**Aim**: Can you reproduce every one of the following records line for line, with no changes?

**Data for processing**:
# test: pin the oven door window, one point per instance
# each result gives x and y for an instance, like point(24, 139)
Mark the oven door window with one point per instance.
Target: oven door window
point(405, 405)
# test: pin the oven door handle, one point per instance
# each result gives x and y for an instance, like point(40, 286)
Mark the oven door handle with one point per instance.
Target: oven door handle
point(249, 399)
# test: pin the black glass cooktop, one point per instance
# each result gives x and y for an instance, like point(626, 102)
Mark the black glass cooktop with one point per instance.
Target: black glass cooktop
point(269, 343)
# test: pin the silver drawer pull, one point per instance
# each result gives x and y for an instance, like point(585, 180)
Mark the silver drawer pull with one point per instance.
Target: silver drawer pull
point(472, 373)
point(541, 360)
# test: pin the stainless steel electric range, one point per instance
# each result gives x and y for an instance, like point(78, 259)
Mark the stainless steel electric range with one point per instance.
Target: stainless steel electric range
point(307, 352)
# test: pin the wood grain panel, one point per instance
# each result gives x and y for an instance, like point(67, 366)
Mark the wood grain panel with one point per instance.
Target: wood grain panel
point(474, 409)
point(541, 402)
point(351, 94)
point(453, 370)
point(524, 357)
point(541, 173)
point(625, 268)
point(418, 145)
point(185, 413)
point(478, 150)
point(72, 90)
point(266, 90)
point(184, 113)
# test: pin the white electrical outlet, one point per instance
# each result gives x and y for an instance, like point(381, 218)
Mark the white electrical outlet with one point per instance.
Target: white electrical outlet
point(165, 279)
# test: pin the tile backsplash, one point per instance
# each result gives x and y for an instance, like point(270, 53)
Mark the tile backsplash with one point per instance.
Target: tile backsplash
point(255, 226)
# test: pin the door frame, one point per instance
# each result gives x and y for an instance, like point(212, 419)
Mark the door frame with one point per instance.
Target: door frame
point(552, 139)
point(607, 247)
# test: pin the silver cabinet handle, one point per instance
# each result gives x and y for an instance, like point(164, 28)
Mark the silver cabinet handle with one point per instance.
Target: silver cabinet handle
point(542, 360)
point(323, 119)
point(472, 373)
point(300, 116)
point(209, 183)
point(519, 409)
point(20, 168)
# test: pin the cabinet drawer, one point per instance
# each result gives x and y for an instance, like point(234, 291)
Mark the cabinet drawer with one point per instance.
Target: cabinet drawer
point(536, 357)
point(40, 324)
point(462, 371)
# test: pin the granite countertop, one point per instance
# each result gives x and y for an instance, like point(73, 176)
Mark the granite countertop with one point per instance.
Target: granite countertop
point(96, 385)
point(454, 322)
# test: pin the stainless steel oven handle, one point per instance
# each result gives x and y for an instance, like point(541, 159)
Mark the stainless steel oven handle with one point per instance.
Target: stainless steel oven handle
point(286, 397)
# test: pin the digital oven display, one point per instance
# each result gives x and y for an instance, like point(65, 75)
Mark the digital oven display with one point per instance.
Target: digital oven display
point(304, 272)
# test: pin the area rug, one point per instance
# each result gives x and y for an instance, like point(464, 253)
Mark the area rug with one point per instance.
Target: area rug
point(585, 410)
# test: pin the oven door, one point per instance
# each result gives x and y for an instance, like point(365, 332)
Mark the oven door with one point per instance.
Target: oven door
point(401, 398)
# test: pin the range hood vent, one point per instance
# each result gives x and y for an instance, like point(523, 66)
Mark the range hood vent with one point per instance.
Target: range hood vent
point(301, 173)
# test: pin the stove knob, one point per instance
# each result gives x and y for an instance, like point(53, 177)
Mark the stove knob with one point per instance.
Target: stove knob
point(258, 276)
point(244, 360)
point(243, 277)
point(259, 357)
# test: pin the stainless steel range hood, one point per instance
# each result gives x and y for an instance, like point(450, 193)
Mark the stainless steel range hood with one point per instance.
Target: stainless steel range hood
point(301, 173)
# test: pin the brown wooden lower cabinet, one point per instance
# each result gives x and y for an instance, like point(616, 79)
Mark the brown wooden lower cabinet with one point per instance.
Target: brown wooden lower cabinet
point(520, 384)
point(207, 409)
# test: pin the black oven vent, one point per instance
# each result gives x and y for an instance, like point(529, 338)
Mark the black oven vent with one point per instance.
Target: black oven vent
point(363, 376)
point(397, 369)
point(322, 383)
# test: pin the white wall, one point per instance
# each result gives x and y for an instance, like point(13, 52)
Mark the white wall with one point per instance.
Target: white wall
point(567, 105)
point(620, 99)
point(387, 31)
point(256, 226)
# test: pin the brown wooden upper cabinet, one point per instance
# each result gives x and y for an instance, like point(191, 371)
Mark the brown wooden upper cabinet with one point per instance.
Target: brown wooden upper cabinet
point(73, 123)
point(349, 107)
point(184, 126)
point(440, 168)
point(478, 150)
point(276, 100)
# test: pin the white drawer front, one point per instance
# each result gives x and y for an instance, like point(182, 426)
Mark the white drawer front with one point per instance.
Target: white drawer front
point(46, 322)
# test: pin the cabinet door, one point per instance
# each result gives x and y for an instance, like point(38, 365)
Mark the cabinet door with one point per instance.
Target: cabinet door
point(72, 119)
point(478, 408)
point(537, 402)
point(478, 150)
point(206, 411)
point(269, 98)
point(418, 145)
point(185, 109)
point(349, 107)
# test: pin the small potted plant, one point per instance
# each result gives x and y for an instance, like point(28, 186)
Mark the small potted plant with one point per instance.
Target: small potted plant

**Task answer**:
# test: pin the oven door window, one point per instance
# each result gives x and y for an instance, like point(24, 139)
Mark the oven door window with one point per instance.
Target: oven door window
point(405, 405)
# test: pin the oven door handle, one point per instance
# each result gives x and y for an instance, like point(40, 286)
Mark the oven door handle with one point per instance.
Target: oven door handle
point(249, 399)
# test: pin the black glass cooktop, one point per instance
# each result gives x and y for an instance, like point(626, 102)
Mark the black glass cooktop with one point per instance.
Target: black glass cooktop
point(269, 343)
# test: pin the silver drawer pull, one point per instance
# each result gives x and y for an instance, like point(585, 180)
Mark the silver drawer pull with one point per instance.
Target: silver drawer pull
point(472, 373)
point(541, 360)
# test: pin the stainless steel electric range, one point per instance
# each result gives x and y for an instance, like point(78, 259)
Mark the stainless steel electric range with one point per instance.
Target: stainless steel electric range
point(307, 352)
# test: pin the wood grain panel, one point per instance
# each result gives x and y for an instance, like point(67, 366)
Mark the wood grain panel with one point per instance.
Target: wood grain panel
point(474, 409)
point(541, 402)
point(351, 94)
point(453, 370)
point(524, 357)
point(541, 173)
point(625, 268)
point(418, 145)
point(185, 413)
point(478, 150)
point(72, 90)
point(266, 90)
point(184, 113)
# test: pin the white electrical outlet, one point per instance
# each result gives x and y for an instance, like point(381, 218)
Mark the white electrical outlet with one point per instance.
Target: white electrical outlet
point(165, 279)
# test: pin the tile backsplash, one point per instance
# each result gives x and y for an instance, like point(270, 53)
Mark the tile backsplash with one point per instance.
Target: tile backsplash
point(255, 226)
# test: pin the door frame, one point per instance
# each result gives x and y for an instance, like point(212, 419)
Mark the door frame with one point per instance.
Target: door frame
point(552, 139)
point(607, 247)
# test: pin the silver cabinet handle, one point per instance
# each result gives x and y for an instance, like point(164, 28)
Mark the silver cabinet handle with one point per instance.
Target: silver cabinet handle
point(542, 360)
point(323, 119)
point(472, 373)
point(300, 116)
point(209, 183)
point(519, 409)
point(20, 168)
# test: pin the cabinet drawer, one point per instance
# each result gives x and y for an instance, like point(234, 291)
Mark the cabinet drawer with one point per instance.
Target: cabinet drawer
point(536, 357)
point(40, 324)
point(462, 371)
# test: pin the granite countertop, one point per instance
# each result gives x and y for an instance, like point(73, 176)
Mark the granite countertop with one point per instance.
Target: granite countertop
point(96, 385)
point(454, 322)
# test: pin the stainless steel oven handle, one point per instance
# each result gives x and y for an instance, like point(541, 159)
Mark the stainless steel oven handle with one point per instance.
Target: stainless steel oven handle
point(286, 397)
# test: pin the digital oven display, one point per instance
# each result gives x and y for an instance, like point(65, 75)
Mark the digital oven display with one point per instance.
Target: digital oven display
point(304, 272)
# test: pin the area rug, one point per instance
# each result gives x and y for an instance, like point(464, 253)
Mark the area rug with one point per instance.
Target: area rug
point(585, 410)
# test: pin the oven door, one point per instance
# each result gives x and y for an instance, like point(365, 332)
Mark the oven door with one point per instance.
Target: oven door
point(401, 398)
# test: pin the range hood vent, one point per instance
# each result gives x and y for an instance, like point(523, 66)
Mark the range hood vent with one point per instance.
Target: range hood vent
point(301, 173)
# test: pin the stove knob, one point per instance
# each result gives x and y for an instance, like point(53, 177)
Mark the stove knob with one point per instance.
Target: stove knob
point(258, 276)
point(244, 360)
point(243, 277)
point(259, 357)
# test: pin the stainless steel range hood, one point per instance
# each result gives x and y for an instance, like point(450, 193)
Mark the stainless steel range hood with one point per instance.
Target: stainless steel range hood
point(301, 173)
# test: pin the brown wooden lower cabinet, one point per instance
# each result gives x and y for an instance, like point(616, 79)
Mark the brown wooden lower cabinet with one point per instance.
Target: brown wooden lower cabinet
point(520, 384)
point(207, 409)
# test: pin the black oven vent, one point per instance
# each result gives x and y for an instance, like point(529, 338)
Mark the black oven vent with one point per instance.
Target: black oven vent
point(363, 376)
point(397, 369)
point(322, 383)
# test: pin the white wall, one point per instance
# each result gives x and y for an instance, like point(13, 52)
Mark the white wall with one point per instance.
Target: white wall
point(567, 105)
point(620, 99)
point(387, 31)
point(256, 226)
# test: pin the brown wooden upper cabinet, one point per instance
# each result gives x and y for an instance, like point(191, 371)
Mark the brown wooden upper cabinet with one point per instance.
Target: brown wooden upper cabinet
point(73, 123)
point(349, 107)
point(184, 126)
point(440, 168)
point(478, 150)
point(276, 100)
# test: pin the white drawer front, one point per instance
# each result gives x and y for an instance, like point(182, 426)
Mark the white drawer front with one point per instance.
Target: white drawer front
point(46, 322)
# test: pin the cabinet door, one point per instance
# each result gives x and y for an instance, like point(38, 365)
Mark the cabinet door with one point per instance.
Target: cabinet door
point(72, 119)
point(478, 408)
point(537, 402)
point(478, 150)
point(206, 411)
point(269, 98)
point(418, 145)
point(185, 109)
point(349, 107)
# test: pin the small potted plant, one point per instance
# each result gives x and y for an instance, like point(28, 186)
Mark the small potted plant with one point per instance.
Target: small potted plant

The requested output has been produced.